_Exercise directions:_ Reproduce the records below word for word, starting at the line containing "# Need boxes for every black" and ending at the line containing "[74,205,293,267]", with both of those lines included.

_Supplied material:_
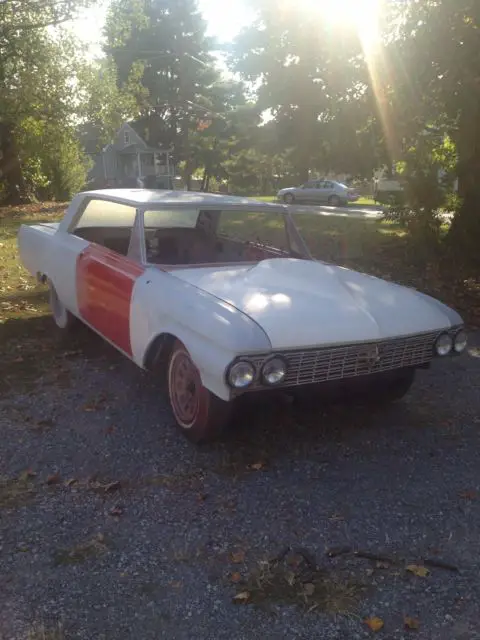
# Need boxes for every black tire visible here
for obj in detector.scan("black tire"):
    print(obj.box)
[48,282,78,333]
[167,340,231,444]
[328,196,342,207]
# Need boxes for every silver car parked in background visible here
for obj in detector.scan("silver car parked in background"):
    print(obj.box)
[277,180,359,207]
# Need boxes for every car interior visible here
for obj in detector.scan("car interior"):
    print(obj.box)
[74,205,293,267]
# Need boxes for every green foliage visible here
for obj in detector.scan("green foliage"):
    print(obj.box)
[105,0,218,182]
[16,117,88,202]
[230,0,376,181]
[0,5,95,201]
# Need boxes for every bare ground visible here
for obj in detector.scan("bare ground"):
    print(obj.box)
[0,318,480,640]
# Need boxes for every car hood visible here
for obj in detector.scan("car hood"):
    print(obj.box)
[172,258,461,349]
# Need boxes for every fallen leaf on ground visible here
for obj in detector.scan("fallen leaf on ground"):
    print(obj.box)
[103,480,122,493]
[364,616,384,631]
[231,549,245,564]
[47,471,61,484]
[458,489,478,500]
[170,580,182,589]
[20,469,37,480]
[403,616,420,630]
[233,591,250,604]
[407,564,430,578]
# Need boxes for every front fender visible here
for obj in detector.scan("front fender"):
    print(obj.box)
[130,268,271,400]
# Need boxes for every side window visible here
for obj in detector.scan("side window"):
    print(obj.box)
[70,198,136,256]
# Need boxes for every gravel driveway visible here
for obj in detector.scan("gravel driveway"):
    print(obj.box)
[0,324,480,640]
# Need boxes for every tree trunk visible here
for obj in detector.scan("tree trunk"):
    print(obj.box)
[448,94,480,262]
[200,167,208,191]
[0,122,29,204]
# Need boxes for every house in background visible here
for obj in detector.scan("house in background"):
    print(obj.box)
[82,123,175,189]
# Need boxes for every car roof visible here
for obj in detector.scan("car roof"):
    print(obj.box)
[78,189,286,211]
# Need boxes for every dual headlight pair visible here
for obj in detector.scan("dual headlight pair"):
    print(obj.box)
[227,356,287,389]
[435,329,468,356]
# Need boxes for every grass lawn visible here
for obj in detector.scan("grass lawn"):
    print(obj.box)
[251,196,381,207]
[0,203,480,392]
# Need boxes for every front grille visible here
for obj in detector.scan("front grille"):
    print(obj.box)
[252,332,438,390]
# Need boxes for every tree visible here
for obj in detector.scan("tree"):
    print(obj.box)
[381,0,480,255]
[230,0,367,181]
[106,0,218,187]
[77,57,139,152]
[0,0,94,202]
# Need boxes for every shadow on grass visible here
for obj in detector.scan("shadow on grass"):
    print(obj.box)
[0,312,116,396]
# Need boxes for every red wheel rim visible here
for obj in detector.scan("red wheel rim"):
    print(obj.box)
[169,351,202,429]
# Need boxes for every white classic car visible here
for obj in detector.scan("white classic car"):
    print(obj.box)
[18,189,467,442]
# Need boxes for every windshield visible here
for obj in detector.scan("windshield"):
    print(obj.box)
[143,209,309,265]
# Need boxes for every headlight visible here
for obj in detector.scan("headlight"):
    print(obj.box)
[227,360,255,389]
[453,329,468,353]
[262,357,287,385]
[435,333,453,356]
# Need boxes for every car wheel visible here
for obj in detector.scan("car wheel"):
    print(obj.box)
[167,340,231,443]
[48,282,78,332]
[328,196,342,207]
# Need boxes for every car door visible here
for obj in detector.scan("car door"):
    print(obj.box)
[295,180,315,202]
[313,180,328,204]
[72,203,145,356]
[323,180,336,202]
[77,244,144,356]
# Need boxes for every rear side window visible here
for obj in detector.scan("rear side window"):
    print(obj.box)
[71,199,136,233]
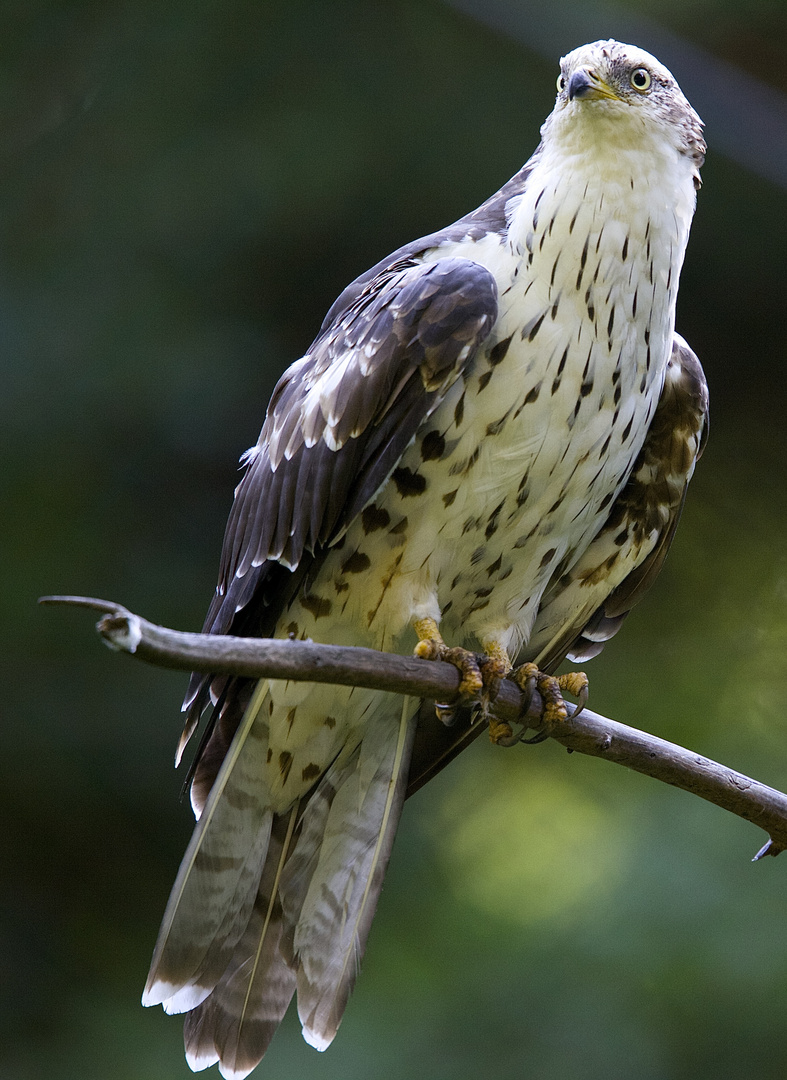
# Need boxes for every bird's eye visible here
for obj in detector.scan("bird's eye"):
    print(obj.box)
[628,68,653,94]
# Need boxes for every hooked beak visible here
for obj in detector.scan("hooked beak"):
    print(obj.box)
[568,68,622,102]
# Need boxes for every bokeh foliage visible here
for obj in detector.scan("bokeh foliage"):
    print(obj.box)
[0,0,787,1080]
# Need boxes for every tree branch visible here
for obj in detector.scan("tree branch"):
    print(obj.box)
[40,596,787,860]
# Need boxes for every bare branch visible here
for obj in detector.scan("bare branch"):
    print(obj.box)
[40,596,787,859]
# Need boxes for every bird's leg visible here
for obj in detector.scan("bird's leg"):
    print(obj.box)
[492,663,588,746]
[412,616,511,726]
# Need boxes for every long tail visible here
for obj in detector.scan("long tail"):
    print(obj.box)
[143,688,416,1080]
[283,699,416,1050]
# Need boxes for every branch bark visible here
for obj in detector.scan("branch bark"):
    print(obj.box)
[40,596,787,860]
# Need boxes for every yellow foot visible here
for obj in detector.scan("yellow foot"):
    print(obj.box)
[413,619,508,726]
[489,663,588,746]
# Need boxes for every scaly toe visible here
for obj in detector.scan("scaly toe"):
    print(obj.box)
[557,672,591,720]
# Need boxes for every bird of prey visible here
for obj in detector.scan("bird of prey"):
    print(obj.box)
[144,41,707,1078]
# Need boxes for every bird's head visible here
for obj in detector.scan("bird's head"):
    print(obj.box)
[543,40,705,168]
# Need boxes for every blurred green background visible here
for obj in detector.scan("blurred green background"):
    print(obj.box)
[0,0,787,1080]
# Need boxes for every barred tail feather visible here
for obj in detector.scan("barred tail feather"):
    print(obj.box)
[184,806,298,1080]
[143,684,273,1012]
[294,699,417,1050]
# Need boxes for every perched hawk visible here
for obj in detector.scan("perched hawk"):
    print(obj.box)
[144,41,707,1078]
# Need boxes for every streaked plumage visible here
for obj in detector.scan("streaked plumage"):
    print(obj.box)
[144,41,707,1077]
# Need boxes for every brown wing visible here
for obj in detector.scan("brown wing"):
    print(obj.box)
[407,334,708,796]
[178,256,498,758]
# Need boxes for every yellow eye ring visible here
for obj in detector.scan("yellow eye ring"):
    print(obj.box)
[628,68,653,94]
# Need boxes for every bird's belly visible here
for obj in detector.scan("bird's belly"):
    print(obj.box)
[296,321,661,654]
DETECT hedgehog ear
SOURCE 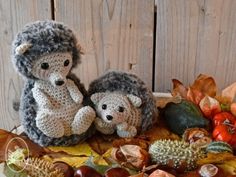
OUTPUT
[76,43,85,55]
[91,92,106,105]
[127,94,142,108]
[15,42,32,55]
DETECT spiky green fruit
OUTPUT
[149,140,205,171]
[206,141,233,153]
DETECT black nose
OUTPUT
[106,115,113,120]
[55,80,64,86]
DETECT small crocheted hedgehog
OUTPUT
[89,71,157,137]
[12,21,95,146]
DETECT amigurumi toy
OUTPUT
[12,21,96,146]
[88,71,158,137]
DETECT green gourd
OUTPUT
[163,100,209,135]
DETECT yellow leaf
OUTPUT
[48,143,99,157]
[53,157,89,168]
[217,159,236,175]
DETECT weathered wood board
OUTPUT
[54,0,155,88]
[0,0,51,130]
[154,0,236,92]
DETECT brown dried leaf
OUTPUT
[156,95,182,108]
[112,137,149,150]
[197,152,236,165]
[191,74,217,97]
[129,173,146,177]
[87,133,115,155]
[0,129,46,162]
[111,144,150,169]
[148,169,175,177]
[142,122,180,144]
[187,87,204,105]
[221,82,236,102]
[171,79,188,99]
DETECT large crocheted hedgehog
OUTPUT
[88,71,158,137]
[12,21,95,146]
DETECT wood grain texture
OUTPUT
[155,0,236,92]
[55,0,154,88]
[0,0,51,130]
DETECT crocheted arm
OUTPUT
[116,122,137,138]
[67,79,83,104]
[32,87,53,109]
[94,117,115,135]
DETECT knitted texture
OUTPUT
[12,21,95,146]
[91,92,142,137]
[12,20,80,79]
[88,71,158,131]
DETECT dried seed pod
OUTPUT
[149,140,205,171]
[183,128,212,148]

==

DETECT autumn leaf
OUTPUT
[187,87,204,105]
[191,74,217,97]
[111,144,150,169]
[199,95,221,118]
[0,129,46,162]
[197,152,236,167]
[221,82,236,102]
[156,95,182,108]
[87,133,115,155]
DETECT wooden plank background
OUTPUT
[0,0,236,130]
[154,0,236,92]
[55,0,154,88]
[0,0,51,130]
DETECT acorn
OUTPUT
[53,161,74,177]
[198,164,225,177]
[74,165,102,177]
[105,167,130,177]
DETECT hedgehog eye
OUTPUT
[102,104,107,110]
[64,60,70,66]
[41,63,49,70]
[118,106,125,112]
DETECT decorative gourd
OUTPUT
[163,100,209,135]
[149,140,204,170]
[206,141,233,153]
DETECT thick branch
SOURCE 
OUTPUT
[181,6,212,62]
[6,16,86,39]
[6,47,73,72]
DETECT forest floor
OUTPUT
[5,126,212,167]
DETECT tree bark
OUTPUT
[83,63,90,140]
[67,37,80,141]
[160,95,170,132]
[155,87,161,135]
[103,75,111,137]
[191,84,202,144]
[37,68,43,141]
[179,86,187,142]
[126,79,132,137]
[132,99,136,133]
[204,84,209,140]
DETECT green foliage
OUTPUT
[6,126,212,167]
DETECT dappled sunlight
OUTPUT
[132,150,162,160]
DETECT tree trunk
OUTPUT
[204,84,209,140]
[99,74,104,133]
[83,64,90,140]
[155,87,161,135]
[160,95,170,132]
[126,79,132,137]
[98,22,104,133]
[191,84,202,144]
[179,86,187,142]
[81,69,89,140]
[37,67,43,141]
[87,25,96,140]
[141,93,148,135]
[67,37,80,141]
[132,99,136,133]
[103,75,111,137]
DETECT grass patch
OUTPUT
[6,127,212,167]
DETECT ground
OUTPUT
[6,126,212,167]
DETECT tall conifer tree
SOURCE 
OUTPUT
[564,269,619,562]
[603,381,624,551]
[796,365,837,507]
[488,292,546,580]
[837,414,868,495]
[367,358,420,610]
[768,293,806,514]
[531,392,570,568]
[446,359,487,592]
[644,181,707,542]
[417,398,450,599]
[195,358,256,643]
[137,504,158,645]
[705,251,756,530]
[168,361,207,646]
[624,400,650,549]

_Result of this exercise:_
# Need boxes for every black tire visible here
for obj in detector.scan("black tire"):
    print(obj.box)
[48,282,78,333]
[167,340,231,444]
[328,196,342,207]
# Need boxes for every silver car parked in background visible here
for obj in detector.scan("silver car parked in background"):
    print(obj.box)
[277,180,359,207]
# Need boxes for every car interior visible here
for obj in detector.scan("car interior"):
    print(obj.box)
[74,205,293,267]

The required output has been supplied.